** START OF Text provided **

I picked one on a whim because Ni momentary certainty and w7 impulsivity :laughing:

I think I would be happiest in a life-long relationship that is so close that we can speak of our needs freely and, if our needs don't mesh short-term, we can pursue individual goals while still staying together. I have no real problem (theoretically -- no personal experience yet) with polyfidelity, nor polyamory really. But the thing is, I think it's important for it (or almost anything) to be out in the open completely, and if one of us disagrees with it, no dice.
(Also -- it's funny, I see polyfidelity as "easier" than polyamory, which is opposite to what you stated, I believe :laughing: Maybe it partly because of the flip-flop of our dom/last instincts.)

For me, it comes from a place of needing autonomy but still desiring a very close bond. The more Closed type seems more claustrophobic than my autonomy needs would prefer, too co-dependent. I can see why it's the ideal in (American) society, but I'm not sure how truly happy it would make me after a few decades. 



PurpleAmy said:


> relationship anarchy (RA)


Ah, I wondered what RA was, thanks! *goes to read up on it*


----------



## Lunar Light (Jun 6, 2013)

PurpleAmy said:


> That's unfortunately inevitable with the way I structured this and the limits of the poll. I've tried to make that limitation as productive as possible, but it's also possible that none of these describe you well.


Oh yeah, that makes sense. It was just harder to make a decision because of that. The link you provided was great though and helped clear up some of the confusion.



> You've described perfectly the philosophy that I see in successful open poly folk. Some of them can be happy in closed monogamous relationships, others can't. Many have tried at some point and learned the hard way that it just doesn't work for them.


Right, I think personally I'd be just fine with a closed monogamous relationship. I doubt I will end up pursuing something beyond that, but it was interesting to think about for this poll.

** END OF Text provided **

Job A
Please reproduce the passage of the forum discussion on relationship styles between "For me, it comes" and "relationship anarchy (RA)", inclusive.
Job B
Continue the forum discussion on relationship styles from where it stops.
You can set aside the material that comes next; it plays no part here.

** START OF Source excerpt **

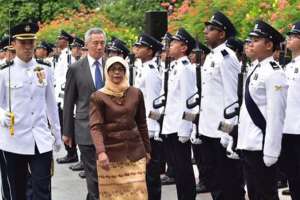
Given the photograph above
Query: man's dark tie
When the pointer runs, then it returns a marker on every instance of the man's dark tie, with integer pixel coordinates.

** END OF Source excerpt **

Output A
For me, it comes from a place of needing autonomy but still desiring a very close bond. The more Closed type seems more claustrophobic than my autonomy needs would prefer, too co-dependent. I can see why it's the ideal in (American) society, but I'm not sure how truly happy it would make me after a few decades. 



PurpleAmy said:


> relationship anarchy (RA)

Output B
> Equally bonded multi-person relationship is generally the hardest of all. When it's working, it really works, but it's very difficult to stabilize, and people who seek this often want more stability. Be glad you don't idolize this, it's a very tough thing to achieve.


Yeah uhhh, trying to wrap my head around the dynamics of that sort of relationship is really difficult for me. Haha!



> EDIT: Also, "wanting to give as much as possible to everyone I'm close to, not just one person" has a bit of resonance to relationship anarchy (RA). I get the feeling that's a bit too far for you, but perhaps it's interesting to contemplate anyway. There is some fantastic content exploring that boundary, including an awesome cartoon visual about non-mongomous committed relationship patterns.


Wow, relationship anarchy seems to really describe what I strive for, tbh. I mean, I don't think I can actually hold up to that standard entirely (so I do believe you're correct that it's a bit much), but it's what I lean toward and I've never really been able to put that sort of idea into words very easily. I had no idea there was such a term or that others may feel the same. 




Paradigm said:


> I picked one on a whim because Ni momentary certainty and w7 impulsivity :laughing:


:tongue:



> I think I would be happiest in a life-long relationship that is so close that we can speak of our needs freely and, if our needs don't mesh short-term, we can pursue individual goals while still staying together.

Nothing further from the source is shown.